» WORK INSTRUCTIONS
Convert every line of the records below into a Markdown table with the columns "Row" and "Record text", numbering the rows in order and omitting blank lines.
[start]
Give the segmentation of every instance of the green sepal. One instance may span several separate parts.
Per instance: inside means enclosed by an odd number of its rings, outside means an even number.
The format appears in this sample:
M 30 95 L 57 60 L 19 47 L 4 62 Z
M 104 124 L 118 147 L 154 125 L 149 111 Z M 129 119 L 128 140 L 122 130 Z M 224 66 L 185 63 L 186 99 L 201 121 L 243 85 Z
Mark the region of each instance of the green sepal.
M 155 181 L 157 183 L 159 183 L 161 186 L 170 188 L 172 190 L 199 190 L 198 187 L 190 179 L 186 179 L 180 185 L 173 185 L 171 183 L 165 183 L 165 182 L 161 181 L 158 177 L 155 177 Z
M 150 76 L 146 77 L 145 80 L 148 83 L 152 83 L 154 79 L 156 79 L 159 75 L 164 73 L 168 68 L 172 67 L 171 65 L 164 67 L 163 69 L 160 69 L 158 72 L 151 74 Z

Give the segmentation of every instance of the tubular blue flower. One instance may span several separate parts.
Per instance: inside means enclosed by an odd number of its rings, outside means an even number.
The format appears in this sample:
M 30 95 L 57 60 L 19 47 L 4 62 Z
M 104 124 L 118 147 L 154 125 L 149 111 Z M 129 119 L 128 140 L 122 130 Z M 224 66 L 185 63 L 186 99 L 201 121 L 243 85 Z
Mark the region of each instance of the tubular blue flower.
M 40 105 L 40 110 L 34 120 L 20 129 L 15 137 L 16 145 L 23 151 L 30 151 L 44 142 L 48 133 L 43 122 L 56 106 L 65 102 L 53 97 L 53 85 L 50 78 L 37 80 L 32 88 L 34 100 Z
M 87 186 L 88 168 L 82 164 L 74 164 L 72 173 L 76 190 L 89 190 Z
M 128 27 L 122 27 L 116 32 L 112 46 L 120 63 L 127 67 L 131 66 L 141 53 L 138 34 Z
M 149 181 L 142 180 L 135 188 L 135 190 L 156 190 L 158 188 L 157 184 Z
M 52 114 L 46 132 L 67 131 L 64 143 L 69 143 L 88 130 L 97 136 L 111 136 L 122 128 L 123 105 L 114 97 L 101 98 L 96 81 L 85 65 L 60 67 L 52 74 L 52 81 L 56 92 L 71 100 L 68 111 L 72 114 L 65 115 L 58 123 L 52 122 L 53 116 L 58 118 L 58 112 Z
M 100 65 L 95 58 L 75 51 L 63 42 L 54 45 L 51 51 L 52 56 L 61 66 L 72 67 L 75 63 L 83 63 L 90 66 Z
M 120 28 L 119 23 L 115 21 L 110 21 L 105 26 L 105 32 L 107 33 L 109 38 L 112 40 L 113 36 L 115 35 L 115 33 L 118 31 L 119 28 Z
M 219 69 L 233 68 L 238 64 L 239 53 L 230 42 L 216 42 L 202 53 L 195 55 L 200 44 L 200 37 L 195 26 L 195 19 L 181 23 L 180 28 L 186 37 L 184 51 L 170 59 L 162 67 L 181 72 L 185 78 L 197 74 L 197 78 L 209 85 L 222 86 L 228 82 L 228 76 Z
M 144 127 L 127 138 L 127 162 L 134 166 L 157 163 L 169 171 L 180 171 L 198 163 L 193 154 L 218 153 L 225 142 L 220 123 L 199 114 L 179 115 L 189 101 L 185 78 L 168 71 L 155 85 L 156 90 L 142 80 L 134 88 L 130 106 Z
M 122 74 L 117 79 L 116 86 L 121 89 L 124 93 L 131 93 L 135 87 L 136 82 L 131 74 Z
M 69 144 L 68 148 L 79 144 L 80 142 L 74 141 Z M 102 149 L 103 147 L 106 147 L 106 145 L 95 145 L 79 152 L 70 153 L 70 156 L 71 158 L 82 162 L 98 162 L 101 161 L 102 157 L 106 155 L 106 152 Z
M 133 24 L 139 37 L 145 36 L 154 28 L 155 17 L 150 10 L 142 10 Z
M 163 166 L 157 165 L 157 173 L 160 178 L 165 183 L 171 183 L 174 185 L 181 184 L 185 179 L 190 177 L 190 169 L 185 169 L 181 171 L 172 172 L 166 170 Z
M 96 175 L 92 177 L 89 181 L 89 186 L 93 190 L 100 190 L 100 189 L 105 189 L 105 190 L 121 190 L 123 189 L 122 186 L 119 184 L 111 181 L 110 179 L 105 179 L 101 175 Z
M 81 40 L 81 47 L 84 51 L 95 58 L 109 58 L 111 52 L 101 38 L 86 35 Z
[end]
» TASK RESPONSE
| Row | Record text |
|---|---|
| 1 | Give the segmentation of every instance of the green sepal. One instance may span several separate parts. |
| 2 | Per instance: inside means enclosed by an odd number of its rings, outside means an even number. |
| 3 | The format appears in this sample: |
| 4 | M 30 95 L 57 60 L 19 47 L 4 62 Z |
| 5 | M 104 124 L 118 147 L 154 125 L 149 111 Z M 129 119 L 128 140 L 122 130 Z M 224 66 L 185 63 L 186 99 L 201 121 L 243 85 Z |
| 6 | Mark the region of each instance of the green sepal. |
| 7 | M 155 181 L 157 183 L 159 183 L 161 186 L 170 188 L 172 190 L 199 190 L 198 187 L 190 179 L 186 179 L 180 185 L 173 185 L 171 183 L 165 183 L 165 182 L 161 181 L 158 177 L 155 177 Z |
| 8 | M 150 76 L 146 77 L 145 80 L 148 83 L 152 83 L 154 79 L 156 79 L 159 75 L 164 73 L 168 68 L 172 67 L 171 65 L 164 67 L 163 69 L 160 69 L 158 72 L 151 74 Z |
| 9 | Give the segmentation of every instance of the tubular blue flower. One instance may span several separate parts. |
| 10 | Per instance: inside means enclosed by an odd number of its rings, outside means an even number. |
| 11 | The format appears in this sample: |
| 12 | M 30 95 L 57 60 L 19 47 L 4 62 Z |
| 13 | M 104 124 L 118 147 L 154 125 L 149 111 Z M 129 119 L 128 140 L 122 130 Z M 224 66 L 185 63 L 186 99 L 201 121 L 243 85 Z |
| 14 | Mark the region of each instance of the tubular blue flower. |
| 15 | M 40 105 L 40 110 L 34 120 L 20 129 L 15 137 L 16 145 L 23 151 L 30 151 L 44 142 L 48 133 L 43 122 L 56 106 L 65 102 L 53 97 L 53 85 L 50 78 L 37 80 L 32 88 L 34 100 Z |
| 16 | M 87 186 L 88 168 L 82 164 L 74 164 L 72 173 L 76 190 L 89 190 Z |
| 17 | M 128 27 L 122 27 L 116 32 L 112 46 L 120 63 L 127 67 L 131 66 L 141 53 L 138 34 Z |
| 18 | M 149 181 L 142 180 L 135 188 L 135 190 L 156 190 L 158 188 L 157 184 Z |
| 19 | M 52 114 L 46 132 L 67 131 L 64 143 L 69 143 L 88 130 L 97 136 L 111 136 L 122 128 L 123 105 L 114 97 L 101 98 L 96 81 L 85 65 L 60 67 L 52 74 L 52 81 L 56 92 L 71 100 L 68 111 L 72 114 L 65 115 L 58 123 L 52 122 L 53 116 L 58 118 L 58 112 Z |
| 20 | M 100 65 L 95 58 L 75 51 L 63 42 L 54 45 L 51 51 L 52 56 L 61 66 L 72 67 L 75 63 L 83 63 L 90 66 Z |
| 21 | M 120 28 L 119 23 L 115 21 L 110 21 L 105 26 L 105 32 L 107 33 L 109 38 L 112 40 L 113 36 L 115 35 L 115 33 L 118 31 L 119 28 Z |
| 22 | M 219 69 L 233 68 L 238 64 L 239 53 L 230 42 L 216 42 L 202 53 L 195 55 L 200 44 L 200 37 L 195 26 L 195 19 L 181 23 L 180 28 L 186 37 L 184 51 L 170 59 L 162 67 L 181 72 L 185 78 L 197 74 L 197 78 L 209 85 L 222 86 L 228 82 L 228 76 Z |
| 23 | M 144 127 L 127 138 L 127 162 L 134 166 L 157 163 L 169 171 L 180 171 L 198 163 L 193 154 L 218 153 L 225 142 L 220 123 L 199 114 L 179 115 L 189 101 L 185 78 L 168 71 L 155 85 L 156 90 L 142 80 L 134 88 L 130 106 Z |
| 24 | M 122 74 L 117 79 L 116 86 L 121 89 L 124 93 L 131 93 L 135 87 L 136 82 L 131 74 Z |
| 25 | M 69 144 L 68 148 L 79 144 L 80 142 L 74 141 Z M 102 149 L 103 147 L 106 147 L 106 145 L 95 145 L 79 152 L 70 153 L 70 156 L 71 158 L 82 162 L 98 162 L 101 161 L 102 157 L 106 155 L 106 152 Z |
| 26 | M 133 24 L 139 37 L 145 36 L 154 28 L 155 17 L 150 10 L 142 10 Z |
| 27 | M 163 166 L 157 165 L 157 173 L 160 178 L 165 183 L 171 183 L 174 185 L 181 184 L 185 179 L 190 177 L 190 169 L 185 169 L 181 171 L 172 172 L 166 170 Z |
| 28 | M 96 175 L 92 177 L 89 181 L 89 186 L 93 190 L 100 190 L 100 189 L 105 189 L 105 190 L 121 190 L 123 189 L 122 186 L 119 184 L 111 181 L 110 179 L 105 179 L 101 175 Z |
| 29 | M 81 40 L 81 47 L 84 51 L 95 58 L 109 58 L 111 52 L 101 38 L 86 35 Z |